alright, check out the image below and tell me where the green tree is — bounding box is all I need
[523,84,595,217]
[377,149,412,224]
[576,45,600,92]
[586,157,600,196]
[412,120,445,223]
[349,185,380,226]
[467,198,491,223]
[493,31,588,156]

++++++++

### [About this exercise]
Exactly as shown above, return every record.

### [Solved exercise]
alright, check out the image below and tell me where the green tree is — bounding box is all I need
[523,84,595,217]
[377,149,412,224]
[576,45,600,92]
[586,157,600,196]
[412,120,445,223]
[349,185,380,226]
[467,198,491,223]
[493,31,588,156]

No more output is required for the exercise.